* [Rows of box annotation data]:
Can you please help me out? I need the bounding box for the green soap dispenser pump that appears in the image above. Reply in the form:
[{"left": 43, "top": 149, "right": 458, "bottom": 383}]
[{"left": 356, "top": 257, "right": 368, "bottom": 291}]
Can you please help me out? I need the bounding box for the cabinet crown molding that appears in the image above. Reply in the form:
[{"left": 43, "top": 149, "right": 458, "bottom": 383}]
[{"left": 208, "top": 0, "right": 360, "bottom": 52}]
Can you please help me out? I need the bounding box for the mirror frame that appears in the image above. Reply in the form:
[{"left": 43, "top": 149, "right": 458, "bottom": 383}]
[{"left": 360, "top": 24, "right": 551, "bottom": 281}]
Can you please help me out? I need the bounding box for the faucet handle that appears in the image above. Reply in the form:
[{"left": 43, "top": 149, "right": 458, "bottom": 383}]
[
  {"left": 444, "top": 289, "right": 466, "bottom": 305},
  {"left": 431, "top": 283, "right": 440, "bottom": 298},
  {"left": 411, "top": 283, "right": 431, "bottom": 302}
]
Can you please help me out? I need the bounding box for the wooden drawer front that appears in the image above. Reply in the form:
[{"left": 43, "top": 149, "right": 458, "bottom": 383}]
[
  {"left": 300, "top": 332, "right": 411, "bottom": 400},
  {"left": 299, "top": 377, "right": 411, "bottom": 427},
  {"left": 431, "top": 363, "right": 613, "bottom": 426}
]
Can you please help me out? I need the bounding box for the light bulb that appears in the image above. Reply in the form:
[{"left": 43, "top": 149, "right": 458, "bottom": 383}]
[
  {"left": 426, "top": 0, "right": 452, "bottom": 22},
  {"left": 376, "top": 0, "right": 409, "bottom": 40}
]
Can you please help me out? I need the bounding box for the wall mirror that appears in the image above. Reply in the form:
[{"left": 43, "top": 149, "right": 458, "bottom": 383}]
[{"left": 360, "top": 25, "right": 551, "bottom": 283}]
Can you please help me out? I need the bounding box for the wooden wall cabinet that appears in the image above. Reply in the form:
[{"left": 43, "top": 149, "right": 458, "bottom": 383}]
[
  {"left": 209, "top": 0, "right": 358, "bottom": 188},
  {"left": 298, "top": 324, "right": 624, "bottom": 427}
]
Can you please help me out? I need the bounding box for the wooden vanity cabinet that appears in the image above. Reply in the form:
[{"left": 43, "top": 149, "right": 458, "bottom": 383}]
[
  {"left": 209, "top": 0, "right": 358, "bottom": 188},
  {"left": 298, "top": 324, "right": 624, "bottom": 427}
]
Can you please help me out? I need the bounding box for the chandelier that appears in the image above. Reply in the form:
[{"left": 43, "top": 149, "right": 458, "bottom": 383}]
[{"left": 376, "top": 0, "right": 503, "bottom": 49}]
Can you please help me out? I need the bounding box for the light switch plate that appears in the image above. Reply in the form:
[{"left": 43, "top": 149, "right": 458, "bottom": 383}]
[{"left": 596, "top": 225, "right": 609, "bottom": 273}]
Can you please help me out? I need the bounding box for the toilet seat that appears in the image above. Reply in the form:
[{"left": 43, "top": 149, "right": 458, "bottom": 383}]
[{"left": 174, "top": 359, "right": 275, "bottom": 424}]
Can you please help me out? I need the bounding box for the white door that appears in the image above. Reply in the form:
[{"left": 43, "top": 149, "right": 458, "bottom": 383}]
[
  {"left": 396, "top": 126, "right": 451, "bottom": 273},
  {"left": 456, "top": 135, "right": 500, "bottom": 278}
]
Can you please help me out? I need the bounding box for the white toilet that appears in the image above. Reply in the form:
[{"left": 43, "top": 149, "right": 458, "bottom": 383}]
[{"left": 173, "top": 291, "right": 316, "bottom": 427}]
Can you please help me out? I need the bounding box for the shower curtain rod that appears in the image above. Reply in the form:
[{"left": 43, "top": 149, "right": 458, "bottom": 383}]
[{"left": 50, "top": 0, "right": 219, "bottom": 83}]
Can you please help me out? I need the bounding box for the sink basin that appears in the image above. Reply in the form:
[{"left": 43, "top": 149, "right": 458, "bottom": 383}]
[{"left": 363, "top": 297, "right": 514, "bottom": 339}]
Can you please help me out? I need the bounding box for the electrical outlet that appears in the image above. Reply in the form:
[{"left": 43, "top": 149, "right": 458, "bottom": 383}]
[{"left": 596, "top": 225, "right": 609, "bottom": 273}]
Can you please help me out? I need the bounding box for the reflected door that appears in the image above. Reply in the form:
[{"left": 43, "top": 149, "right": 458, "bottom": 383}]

* [JOB]: Extract every line from the entries above that contains the string "white". Treat the match as case-sensitive.

* [COMPLETE RESPONSE]:
Can you please help me out? I need the bounding box for the white door that appears in the image above. Reply in the form:
Can you please help me out? I need the bounding box for the white toilet that appears in the image above. Reply in the form:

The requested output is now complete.